* List of tasks:
- 1) Translate this sentence from the church attack report below into Spanish: "It was not immediately clear if all the victims were Coptic Christians."
- 2) Decide whether each statement agrees with the church attack report below. Answer yes or no for each, and quote the deciding words.
(a) The head of ambulance services reported four people killed and 17 wounded.
(b) Beblawi said the assailants had already been arrested.
(c) Morsi was ousted by the army on August 14.
- 3) In the church attack report below, since when had there been no security at the church, according to Ayman Moussa?

One worshipper Ayman Moussa told AFP there had been no security at the church since June, despite several attacks against Copts around the country in the wake of president Mohamed Morsi's July 3 ouster by the army.
Ahmed al-Ansari, the head of ambulance services, said four people were killed and 17 were wounded, updating an earlier toll.
It was not immediately clear if all the victims were Coptic Christians.
Prime Minister Hazem Beblawi condemned the attack in a cabinet statement, calling it a "despicable criminal act," and said security forces were searching for the assailants.
"Such terrible acts will not succeed in dividing Muslims and Christians," he said.
Beblawi said police were investigating the circumstances of the attack and that he had asked authorities to provide emergency medical services to the wounded.
Egyptian Christians, the majority of whom are Copts, have been targeted since Morsi was swept out of power by the army amid mass protests against his year-long rule, and in particular since an August 14 crackdown by security forces on two Cairo camps of Morsi supporters.
Islamists were enraged by the deadly crackdown and accused Coptic Christians of backing the coup that toppled Morsi, who hails from the Muslim Brotherhood and was Egypt's first democratically elected president.

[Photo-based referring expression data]
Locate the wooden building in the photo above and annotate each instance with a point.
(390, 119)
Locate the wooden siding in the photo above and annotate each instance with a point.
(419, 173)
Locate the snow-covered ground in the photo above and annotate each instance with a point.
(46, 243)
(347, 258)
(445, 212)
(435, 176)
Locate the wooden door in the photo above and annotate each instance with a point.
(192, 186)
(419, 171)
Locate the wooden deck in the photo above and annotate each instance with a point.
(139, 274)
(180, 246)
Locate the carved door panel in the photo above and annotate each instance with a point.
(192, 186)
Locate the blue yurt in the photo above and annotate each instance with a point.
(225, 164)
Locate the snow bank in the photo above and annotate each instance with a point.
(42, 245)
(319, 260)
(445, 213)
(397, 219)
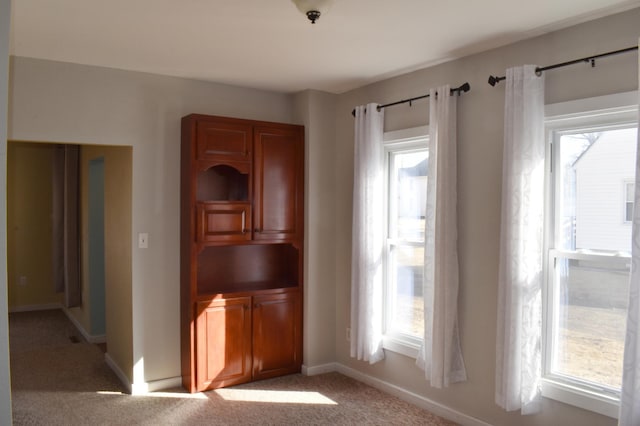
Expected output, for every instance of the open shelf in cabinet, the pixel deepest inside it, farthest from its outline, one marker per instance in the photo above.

* Solutions to the tasks:
- 1) No quedó claro de inmediato si todas las víctimas eran cristianos coptos.

- 2)
(a) Yes: "four people were killed and 17 were wounded"
(b) No: "security forces were searching for the assailants"
(c) No: "president Mohamed Morsi's July 3 ouster by the army"

- 3) Since June.